本文:
..........
ピアノ教本の歴史
バイエルという教本は昭和のド定番だが
19世紀の半ばにドイツで生まれた。
その後、米国へ渡り
アメリカを経由して日本にも輸入された。
欧州では、フランス、ハンガリー、ロシアなど
独自のメソッドが確立し
米国では、トンプソン、バーナム、ペースメソッドなど
新しい教本がぞくぞく提唱されていく。
しかし、日本は文明開化のころのバイエルが
戦前戦後変わらずあり続け
昭和の高度成長時代に
やっとさまざまな教本が出現する。
ピアノがごく一部の人々の
教養や趣味だったころを経て
普遍性を持った時
教本は必然的に開発されてきた。
国の経済成長や国力と一致しているのが
見てとれる。
「教本が変わるのに50年かかっている」
と先生がおっしゃっていたのが
印象的だった。
バイエルで育つ
当然、私はバイエル世代だった。
おぼろげに覚えているのは
もちろん弾くために
教本を使っていたが
読譜の勉強にも
活用していた記憶がある。
..........
参考資料:
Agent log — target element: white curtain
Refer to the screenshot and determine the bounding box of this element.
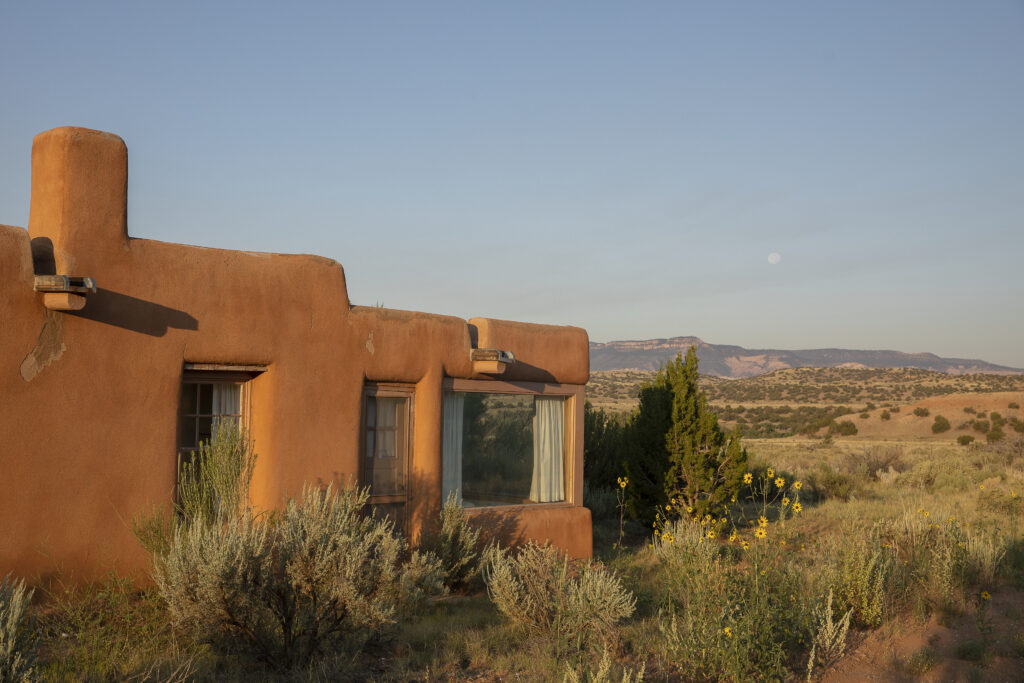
..........
課題 A:
本文で、米国で提唱された教本として名前が挙げられているものをすべて列挙してください。
課題 B:
本文のうち、「欧州では、フランス、ハンガリー、ロシアなど」を含む語句で始まり「教本は必然的に開発されてきた。」で終わる部分を、一字一句違えずに書き写してください。
資料は本文とは関係がありません。

解答 A:
トンプソン、バーナム、ペースメソッド

解答 B:
欧州では、フランス、ハンガリー、ロシアなど
独自のメソッドが確立し
米国では、トンプソン、バーナム、ペースメソッドなど
新しい教本がぞくぞく提唱されていく。
しかし、日本は文明開化のころのバイエルが
戦前戦後変わらずあり続け
昭和の高度成長時代に
やっとさまざまな教本が出現する。
ピアノがごく一部の人々の
教養や趣味だったころを経て
普遍性を持った時
教本は必然的に開発されてきた。